## To do:
Extend the mailing-list thread on concatenating Unicode string literals, picking up right after its last line.

C++ Logo

SG16

Advanced search

Subject: Re: Concatenating unicode string literals
From: Tom Honermann (tom_at_[hidden])
Date: 2020-07-08 11:54:47


On 7/8/20 12:22 PM, Corentin Jabot via SG16 wrote:
>
>
> On Wed, 8 Jul 2020 at 18:07, Tom Honermann <tom_at_[hidden]
> <mailto:tom_at_[hidden]>> wrote:
>
> On 7/8/20 8:45 AM, Corentin Jabot wrote:
>>
>>
>> On Wed, 8 Jul 2020 at 13:56, Alisdair Meredith <alisdairm_at_[hidden]
>> <mailto:alisdairm_at_[hidden]>> wrote:
>>
>> Well, u8”” L”” is portably ill-formed, and should be
>> diagnosed :)
>>
>> The corner cases that are conditionally supported with an
>> implementation defined value are:
>>
>>   u8”” u”"
>>   u8”” U””
>>   u”” u8””
>>   u”” U””
>>   u"” L””
>>   U”” u8””
>>   U”” u””
>>   U”” L””
>>   L”” u””
>>   L”” U”"
>>
>>
>> Let's entertain that this should, for some reason, not be ill-formed.
>> What should it do?
>> Can you find a set of rules that people will not trip over?
>> Is it like rock paper scissors but with u8, u and U instead?

## Data records:
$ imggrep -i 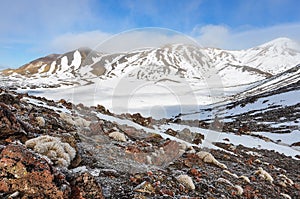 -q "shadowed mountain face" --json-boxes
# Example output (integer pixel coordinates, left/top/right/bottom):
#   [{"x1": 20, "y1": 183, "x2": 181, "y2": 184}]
[
  {"x1": 0, "y1": 38, "x2": 300, "y2": 198},
  {"x1": 2, "y1": 38, "x2": 300, "y2": 90}
]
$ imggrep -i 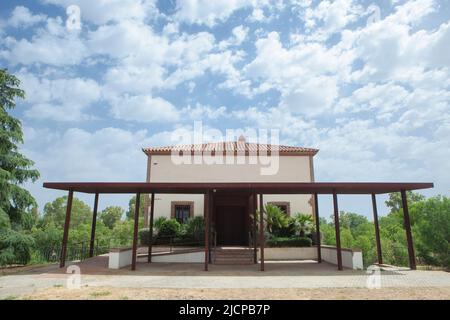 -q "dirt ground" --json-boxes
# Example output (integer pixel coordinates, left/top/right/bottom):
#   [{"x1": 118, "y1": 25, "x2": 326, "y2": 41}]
[{"x1": 16, "y1": 287, "x2": 450, "y2": 300}]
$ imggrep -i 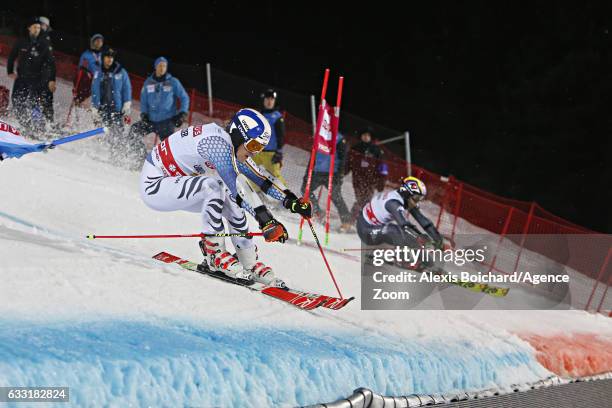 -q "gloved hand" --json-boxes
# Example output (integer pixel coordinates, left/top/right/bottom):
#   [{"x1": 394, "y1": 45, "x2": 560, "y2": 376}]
[
  {"x1": 261, "y1": 218, "x2": 289, "y2": 243},
  {"x1": 283, "y1": 190, "x2": 312, "y2": 218},
  {"x1": 121, "y1": 101, "x2": 132, "y2": 115},
  {"x1": 172, "y1": 112, "x2": 189, "y2": 127},
  {"x1": 272, "y1": 151, "x2": 283, "y2": 166}
]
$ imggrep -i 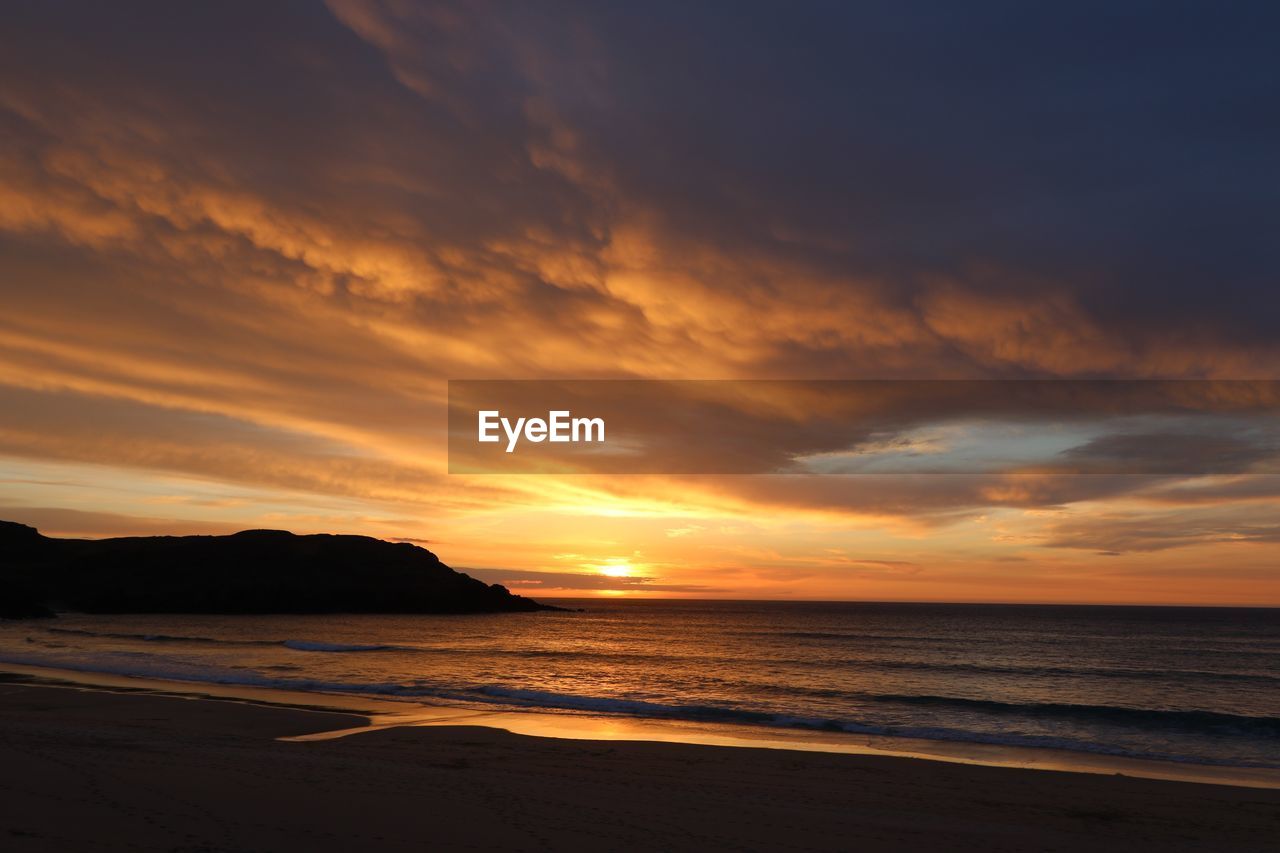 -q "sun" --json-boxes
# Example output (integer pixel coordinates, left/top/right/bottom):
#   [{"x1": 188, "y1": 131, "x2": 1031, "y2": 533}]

## Task answer:
>
> I can sort-of kind-of see a use case for allowing one of u"" or
> U"" to be concatenated with L"" as a conditionally-supported
> feature when the wide execution encoding is a match (UTF-16 for
> u"" or UTF-32 for U""). This might be useful in strange situations
> where string concatenation is desired and one of the components is
> provided by a macro expansion.  The question then is what the type
> of the string literal is.  The only model I can see working there
> is to adopt the type from the first component and ignore the
> encoding-prefix from the remaining ones.
>
> I would not be heart broken over breaking code that does this.
>
>>
>> I understand that we can make _anything_ well-formed or
>> conditionally supported.
>> We should ask ourselves why?
>> Is there a reason to allow that, which surpasses the cost of the
>> added complexity?
>> We can ( and I believe we should) make that ill-formed.
>> (Implementations sensibly do not support these things anyway)
>
> Can you summarize what implementations do today?  I haven't
> researched.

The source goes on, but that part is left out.